WHAT THIS TASK INVOLVES:
Print exactly, and only, the lines running from the line containing "Keep to these rules. Indicate every instance of the tree" through the end of the records below.

Dataset entries:
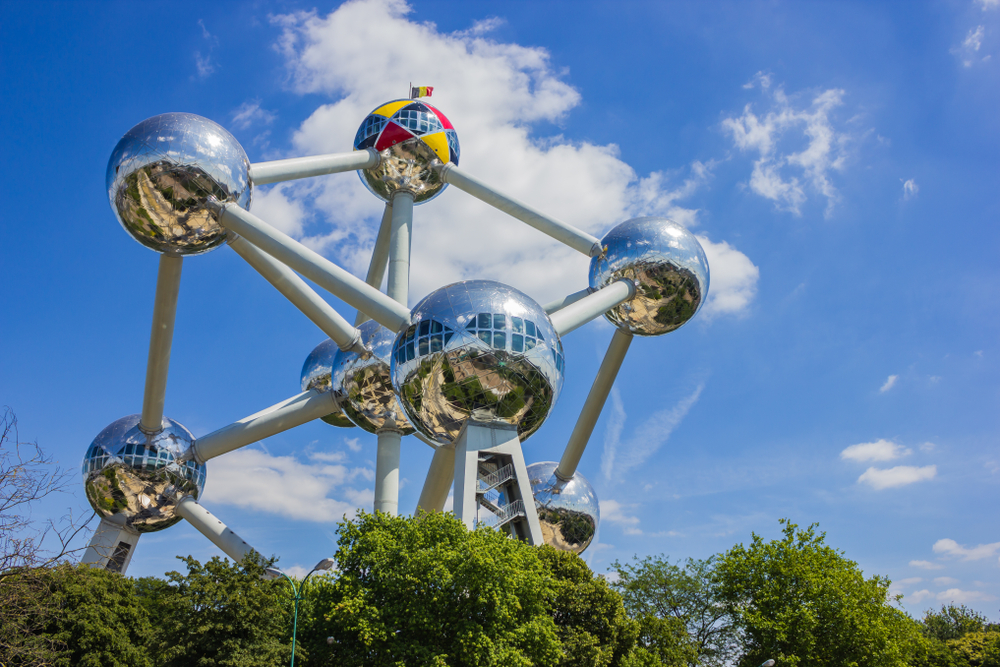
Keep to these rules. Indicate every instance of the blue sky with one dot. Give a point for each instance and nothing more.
(839, 161)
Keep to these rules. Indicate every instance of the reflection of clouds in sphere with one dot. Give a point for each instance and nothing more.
(668, 267)
(135, 477)
(411, 137)
(316, 375)
(163, 172)
(477, 350)
(568, 512)
(363, 383)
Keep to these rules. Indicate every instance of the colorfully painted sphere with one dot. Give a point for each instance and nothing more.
(316, 375)
(135, 477)
(163, 173)
(411, 137)
(668, 267)
(362, 383)
(477, 350)
(568, 511)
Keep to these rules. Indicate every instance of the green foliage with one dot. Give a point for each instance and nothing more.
(801, 602)
(427, 591)
(219, 614)
(679, 608)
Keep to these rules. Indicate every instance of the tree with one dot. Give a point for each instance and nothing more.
(219, 614)
(657, 592)
(800, 602)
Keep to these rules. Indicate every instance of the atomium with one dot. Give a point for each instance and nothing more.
(163, 173)
(477, 350)
(411, 137)
(136, 478)
(316, 373)
(666, 264)
(362, 383)
(568, 510)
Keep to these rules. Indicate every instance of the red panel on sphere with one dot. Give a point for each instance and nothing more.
(391, 135)
(444, 121)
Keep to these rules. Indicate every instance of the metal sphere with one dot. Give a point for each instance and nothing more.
(162, 174)
(411, 137)
(316, 375)
(362, 383)
(477, 350)
(668, 267)
(568, 511)
(134, 477)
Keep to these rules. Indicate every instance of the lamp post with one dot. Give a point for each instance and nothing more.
(274, 573)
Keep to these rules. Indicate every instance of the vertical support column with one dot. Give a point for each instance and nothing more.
(397, 288)
(168, 283)
(440, 475)
(387, 472)
(111, 547)
(594, 404)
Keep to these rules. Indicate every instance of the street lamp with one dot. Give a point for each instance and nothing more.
(274, 573)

WRITTEN ANSWER:
Keep to these rules. Indicate every instance of the tree with one dot. Give a point for each instance and nothing more.
(219, 614)
(657, 592)
(800, 602)
Keep to these rules. Indicate every instance of the atomium with one dot. Give a point for each instance and nothing more.
(163, 173)
(477, 350)
(411, 137)
(136, 478)
(316, 373)
(666, 264)
(362, 383)
(568, 510)
Keep to these rules. Indicate every instance of the red panel on sphere with one dot. Give a point for each instance and nothing more.
(391, 135)
(444, 121)
Keep to these rules. Indicate every instance of the metal sphere with one dot. Give a point for each instance and nothing more.
(162, 174)
(411, 137)
(316, 375)
(362, 383)
(477, 350)
(668, 267)
(568, 511)
(134, 477)
Keep to these rules. Indicate every instance of the lamp post with one dot. Give a point for each instance and nothing more.
(274, 573)
Keep to these rules. Indicate every instance of the vertical support column with one dot. Give a point for each instance and nothing more.
(397, 288)
(168, 283)
(440, 475)
(387, 472)
(111, 547)
(594, 404)
Keep to these rules. Indicate every instance of the street lamp with one dot. Give a point for each instance and nothing more.
(274, 573)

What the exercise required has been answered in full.